=== Extract ===
Friday 12 July 2013

This is a dead cycle lane. No its not, its a norwegian blue.

One aspect of the Cycling City program was the way they used Showcase Bus Routes as part of the plan







as you can see, it means that on a friday evening people have a cycle lane to follow on whiteladies road





It's not a particularly great cycle lane, but with the bus lane downhill and road widening out further up, this metre or so of paint does say "bicycles can go here". For anyone thinking "why not take the lane", on a friday evening that lane is stationary traffic. On a day when there is moving traffic, most people aren't going to be fit enough to keep with the flow all the way up the hill.

this bike lane, is important.

But not, apparently, as important as a buildout "for pedestrian safety"



This little build-out popped up without any warning, no consultation on the council web site, apparently no discussion in the bike forums, nothing.

Why has it gone up? Part of the "safe routes to school" work to the new St Johns school campus; This is the one where last year Skanska proposed making lower redland road a one-way route and stopping cyclists from contraflowing as their safe-school-run plan.

That plan got killed, but whoever wanted to do it must have been bearing a grudge, as they have effectively managed to knife the Whiteladies road cycle route instead, giving you a whole 50cm of rough tarmac and slippery paint between the pavement and the large buses.

This is not a cycle lane! It is dead!

No doubt the council will argue it is "resting", that it is a "norwegian blue" cycle lane. We know different -this buildout has killed it. The cycle team needs to admit this, and on next year's cycle maps remove the "dedicated cycle lane" from this stretch of whiteladies road. To pretend it is still there is to be the pet-shop owner in the dead parrot sketch.

There's just one little thing we have to ask of whoever designed this. Not: did you know that there was a cycle lane there before you came up with your plan? Not: how did you manage to get this in without the cycle team noticing? Not even "how do manage to bypass the entire council consultation process"?

No its: how does slightly widening the pavement make crossing an A-Road at peak hours a safe route to school?

=== Task brief ===
Reproduce the passage of the cycle lane post from "But not, apparently, as" to "It is dead!", word for word. Nothing in the records is needed here.

=== Data excerpts ===
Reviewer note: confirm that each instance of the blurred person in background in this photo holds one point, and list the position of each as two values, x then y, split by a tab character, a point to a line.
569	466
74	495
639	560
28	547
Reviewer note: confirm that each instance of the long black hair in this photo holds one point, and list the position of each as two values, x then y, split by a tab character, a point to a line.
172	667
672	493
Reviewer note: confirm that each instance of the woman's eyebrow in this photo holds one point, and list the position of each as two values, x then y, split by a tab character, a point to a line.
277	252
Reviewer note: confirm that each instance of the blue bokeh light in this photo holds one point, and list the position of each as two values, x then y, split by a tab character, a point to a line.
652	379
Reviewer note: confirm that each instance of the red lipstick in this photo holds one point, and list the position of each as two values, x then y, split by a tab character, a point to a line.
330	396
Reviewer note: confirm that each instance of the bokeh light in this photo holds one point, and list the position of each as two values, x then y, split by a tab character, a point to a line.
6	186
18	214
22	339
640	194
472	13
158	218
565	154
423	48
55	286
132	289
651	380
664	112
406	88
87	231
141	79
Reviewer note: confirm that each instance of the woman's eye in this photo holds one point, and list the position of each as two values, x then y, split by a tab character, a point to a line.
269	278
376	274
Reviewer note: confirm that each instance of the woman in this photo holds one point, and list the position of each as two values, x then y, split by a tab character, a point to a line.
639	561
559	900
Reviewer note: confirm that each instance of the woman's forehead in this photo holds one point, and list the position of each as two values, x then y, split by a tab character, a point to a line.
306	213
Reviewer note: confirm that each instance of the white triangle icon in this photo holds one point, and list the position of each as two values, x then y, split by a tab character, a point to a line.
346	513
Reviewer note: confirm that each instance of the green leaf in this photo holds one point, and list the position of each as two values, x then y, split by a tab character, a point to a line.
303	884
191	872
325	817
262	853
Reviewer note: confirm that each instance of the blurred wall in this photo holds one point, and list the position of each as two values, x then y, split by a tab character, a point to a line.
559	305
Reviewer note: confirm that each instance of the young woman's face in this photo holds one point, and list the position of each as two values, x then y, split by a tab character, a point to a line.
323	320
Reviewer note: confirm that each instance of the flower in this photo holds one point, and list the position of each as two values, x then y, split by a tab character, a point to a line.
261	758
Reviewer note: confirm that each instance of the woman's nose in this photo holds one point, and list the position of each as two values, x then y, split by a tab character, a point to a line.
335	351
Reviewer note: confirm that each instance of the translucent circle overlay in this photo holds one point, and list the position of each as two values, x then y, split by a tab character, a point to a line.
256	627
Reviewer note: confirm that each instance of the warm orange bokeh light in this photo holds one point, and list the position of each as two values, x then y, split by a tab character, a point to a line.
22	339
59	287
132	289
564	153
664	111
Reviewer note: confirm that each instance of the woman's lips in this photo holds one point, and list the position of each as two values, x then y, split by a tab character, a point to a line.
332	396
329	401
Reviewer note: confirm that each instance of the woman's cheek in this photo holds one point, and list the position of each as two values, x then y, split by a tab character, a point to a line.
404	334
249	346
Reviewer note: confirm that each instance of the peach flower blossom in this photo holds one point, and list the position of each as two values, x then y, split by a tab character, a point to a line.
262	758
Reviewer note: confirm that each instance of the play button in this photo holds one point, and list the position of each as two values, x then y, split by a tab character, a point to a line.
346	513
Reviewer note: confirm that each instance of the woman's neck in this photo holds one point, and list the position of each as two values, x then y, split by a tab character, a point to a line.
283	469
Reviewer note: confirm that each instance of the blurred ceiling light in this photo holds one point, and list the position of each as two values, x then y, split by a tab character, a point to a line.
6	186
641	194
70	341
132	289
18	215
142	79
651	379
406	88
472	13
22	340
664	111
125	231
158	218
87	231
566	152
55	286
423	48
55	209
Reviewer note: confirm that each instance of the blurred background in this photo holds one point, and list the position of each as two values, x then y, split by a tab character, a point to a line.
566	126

=== Task response ===
But not, apparently, as important as a buildout "for pedestrian safety"



This little build-out popped up without any warning, no consultation on the council web site, apparently no discussion in the bike forums, nothing.

Why has it gone up? Part of the "safe routes to school" work to the new St Johns school campus; This is the one where last year Skanska proposed making lower redland road a one-way route and stopping cyclists from contraflowing as their safe-school-run plan.

That plan got killed, but whoever wanted to do it must have been bearing a grudge, as they have effectively managed to knife the Whiteladies road cycle route instead, giving you a whole 50cm of rough tarmac and slippery paint between the pavement and the large buses.

This is not a cycle lane! It is dead!